PAGE EXCERPT
↓
We should now look forward. One of the great successes of Britain in the post-war era was its re-emergence as the great centre of finance. That was driven by the Eurodollar. It is rather ironic that the people who drove it forward were, in fact, Harold Wilson and Lord Cromer. They understood the prize to be won, grasped it and created what now is a major source of national wealth. It would be slightly ironic if this market-friendly Government were unable to moderate or prevent the FTT. It would be interesting to hear from the Minister how we are going to preserve our place as the leading financial centre of the world.

My Lords, a policy conceived in revenge, born under the enhanced co-operation procedure and nurtured on envy, is a sad and frightening prospect. The FTT is such a policy, and unfortunately it is alive and deadly, as our report states.

Our report savages the proposal for the FTT. We are by no means alone: a recent report by Oxera for Marex Spectron reckoned that the FTT would destroy more sources of revenue than it would create public funding: it will cost more than it receives. Deutsches Aktieninstitut is also heavily critical of the FTT. It says that,

“the burden of the FTT as proposed by the European Commission amounts to between 5.0 and 7.3 billion euros annually for private households and non-financial companies in Germany”.

The Corporation of London has also been very critical and reckoned that the impact of the FTT would be higher for non-participating member states than for participating ones. We have to remember that the non-participating ones are in the majority. There will be further reports in the new year, and I have no doubt every one will be critical.

The attitude and behaviour of the Government has been commented on. It saddens me that my former department, the Treasury, has not improved its procedures. It was very slow to react in the first place. With hindsight, I remember we were not very quick in responding to ERM as we should have done. I thought lessons had been learnt. I have been on the committee since the first report was published, and I have noticed how almost offhand the correspondence has been. Since the change of Minister that has improved, and I ask my noble friend to make sure that that improvement continues, because it is vital that the Government listen to and work with the committee, rather than against us.
↑
[Collected data entries]
↓
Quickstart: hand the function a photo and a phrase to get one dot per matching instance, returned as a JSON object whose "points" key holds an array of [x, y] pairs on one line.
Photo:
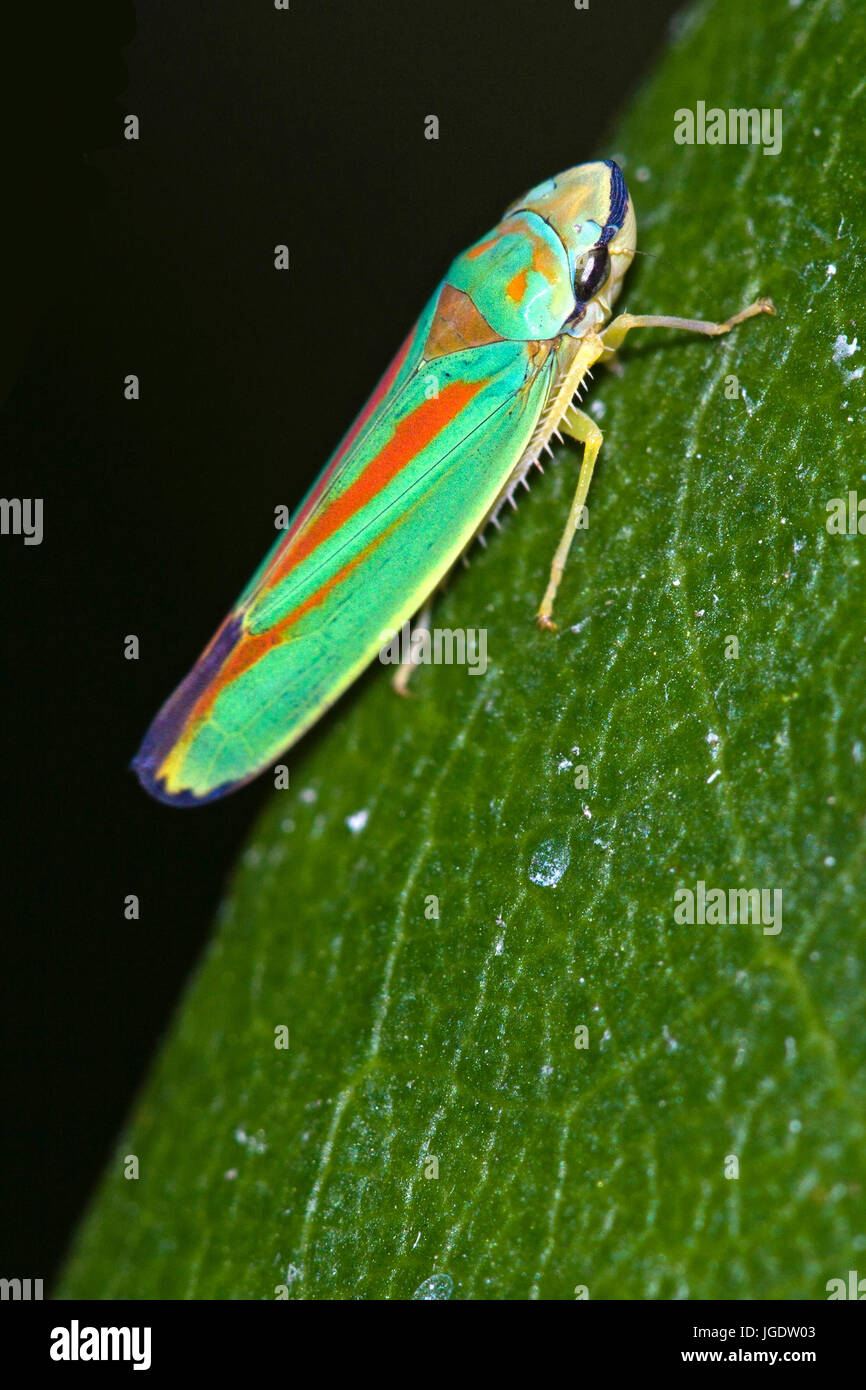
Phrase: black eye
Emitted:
{"points": [[591, 273]]}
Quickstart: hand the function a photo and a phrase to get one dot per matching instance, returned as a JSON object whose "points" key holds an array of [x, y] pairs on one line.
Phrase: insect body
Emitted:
{"points": [[484, 381]]}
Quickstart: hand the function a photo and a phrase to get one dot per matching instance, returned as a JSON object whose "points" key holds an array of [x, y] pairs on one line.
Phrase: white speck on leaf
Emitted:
{"points": [[549, 862], [438, 1287]]}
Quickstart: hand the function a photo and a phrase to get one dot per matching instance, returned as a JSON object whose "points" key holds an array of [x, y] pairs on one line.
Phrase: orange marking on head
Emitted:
{"points": [[516, 288]]}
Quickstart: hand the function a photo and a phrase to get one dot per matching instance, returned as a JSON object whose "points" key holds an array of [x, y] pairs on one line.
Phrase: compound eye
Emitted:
{"points": [[592, 271]]}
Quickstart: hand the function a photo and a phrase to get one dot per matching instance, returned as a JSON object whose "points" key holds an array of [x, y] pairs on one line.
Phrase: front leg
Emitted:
{"points": [[616, 331], [580, 427]]}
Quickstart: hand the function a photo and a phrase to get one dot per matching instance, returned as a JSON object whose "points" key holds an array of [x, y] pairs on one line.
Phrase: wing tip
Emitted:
{"points": [[154, 786]]}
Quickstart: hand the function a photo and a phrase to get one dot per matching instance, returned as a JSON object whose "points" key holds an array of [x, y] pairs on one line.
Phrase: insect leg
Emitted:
{"points": [[402, 676], [615, 332], [580, 427]]}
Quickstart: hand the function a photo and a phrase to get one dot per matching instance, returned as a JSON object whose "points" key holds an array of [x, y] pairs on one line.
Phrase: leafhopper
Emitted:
{"points": [[489, 374]]}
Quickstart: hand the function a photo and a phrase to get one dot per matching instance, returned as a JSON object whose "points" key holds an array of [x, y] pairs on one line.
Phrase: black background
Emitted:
{"points": [[156, 257]]}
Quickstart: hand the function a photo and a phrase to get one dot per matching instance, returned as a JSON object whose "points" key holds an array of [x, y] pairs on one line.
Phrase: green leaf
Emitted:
{"points": [[453, 1037]]}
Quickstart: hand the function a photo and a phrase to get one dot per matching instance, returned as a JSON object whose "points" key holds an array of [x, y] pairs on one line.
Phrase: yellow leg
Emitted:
{"points": [[615, 332], [585, 431], [402, 676]]}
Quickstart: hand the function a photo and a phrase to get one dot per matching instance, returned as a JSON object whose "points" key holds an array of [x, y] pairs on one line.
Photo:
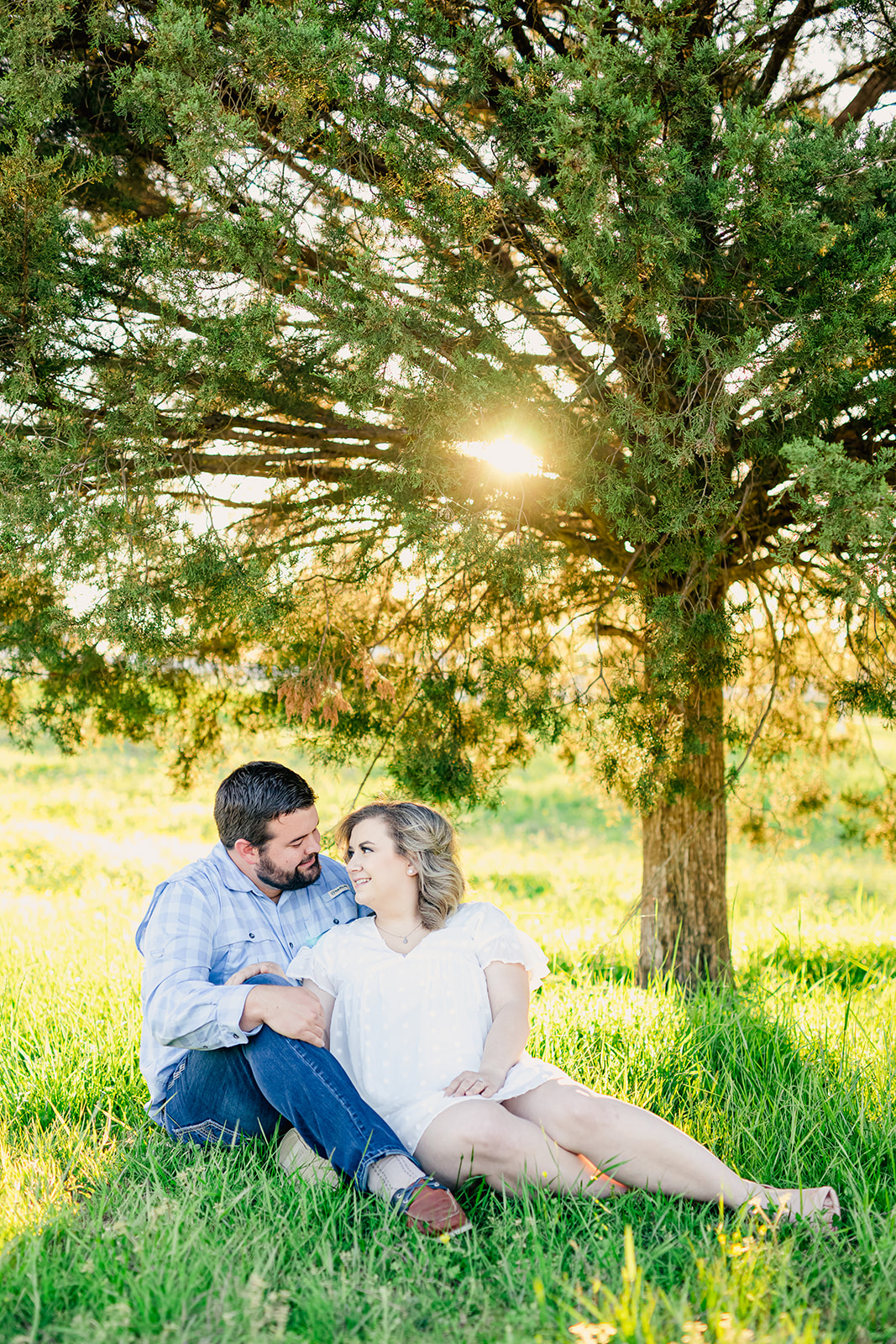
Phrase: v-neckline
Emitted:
{"points": [[410, 951]]}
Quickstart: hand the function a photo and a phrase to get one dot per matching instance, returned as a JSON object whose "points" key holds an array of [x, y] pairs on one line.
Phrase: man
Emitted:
{"points": [[228, 1061]]}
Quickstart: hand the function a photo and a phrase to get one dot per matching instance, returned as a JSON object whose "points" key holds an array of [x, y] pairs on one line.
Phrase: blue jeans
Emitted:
{"points": [[224, 1095]]}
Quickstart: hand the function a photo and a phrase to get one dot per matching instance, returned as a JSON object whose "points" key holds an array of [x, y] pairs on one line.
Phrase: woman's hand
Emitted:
{"points": [[481, 1082], [259, 968]]}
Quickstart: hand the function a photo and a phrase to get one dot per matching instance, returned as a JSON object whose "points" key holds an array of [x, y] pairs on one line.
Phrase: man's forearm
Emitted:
{"points": [[288, 1010]]}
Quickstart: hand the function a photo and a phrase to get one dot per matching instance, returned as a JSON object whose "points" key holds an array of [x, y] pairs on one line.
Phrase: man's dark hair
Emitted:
{"points": [[249, 799]]}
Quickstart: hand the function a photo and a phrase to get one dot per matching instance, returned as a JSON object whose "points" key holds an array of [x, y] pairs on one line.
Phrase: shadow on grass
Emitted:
{"points": [[191, 1245]]}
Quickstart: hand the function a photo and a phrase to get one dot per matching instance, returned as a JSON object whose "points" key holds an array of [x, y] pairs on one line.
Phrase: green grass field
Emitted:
{"points": [[110, 1233]]}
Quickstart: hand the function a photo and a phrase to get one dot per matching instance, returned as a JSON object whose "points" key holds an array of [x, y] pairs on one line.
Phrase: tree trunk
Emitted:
↑
TO DO
1. In the FTT speech, who does the speaker say drove Britain's post-war re-emergence as a great centre of finance?
2. List every organization that the FTT speech mentions by its proper name.
3. Rewrite the paragraph of the FTT speech that begins "The attitude and behaviour of the Government" as a short bulleted list that keeps its main facts.

THE REPLIES
1. Harold Wilson and Lord Cromer.

2.
- Oxera
- Marex Spectron
- Deutsches Aktieninstitut
- The European Commission
- The Corporation of London
- The Treasury

3.
- The speaker is saddened that the Treasury, the speaker's former department, has not improved its procedures.
- The Treasury was very slow to react at first.
- The speaker recalls that they were also slow to respond to ERM and had thought lessons were learnt.
- The speaker has been on the committee since its first report and has found the correspondence almost offhand.
- It has improved since the change of Minister.
- The speaker asks that the improvement continue, because the Government must listen to and work with the committee, not against it.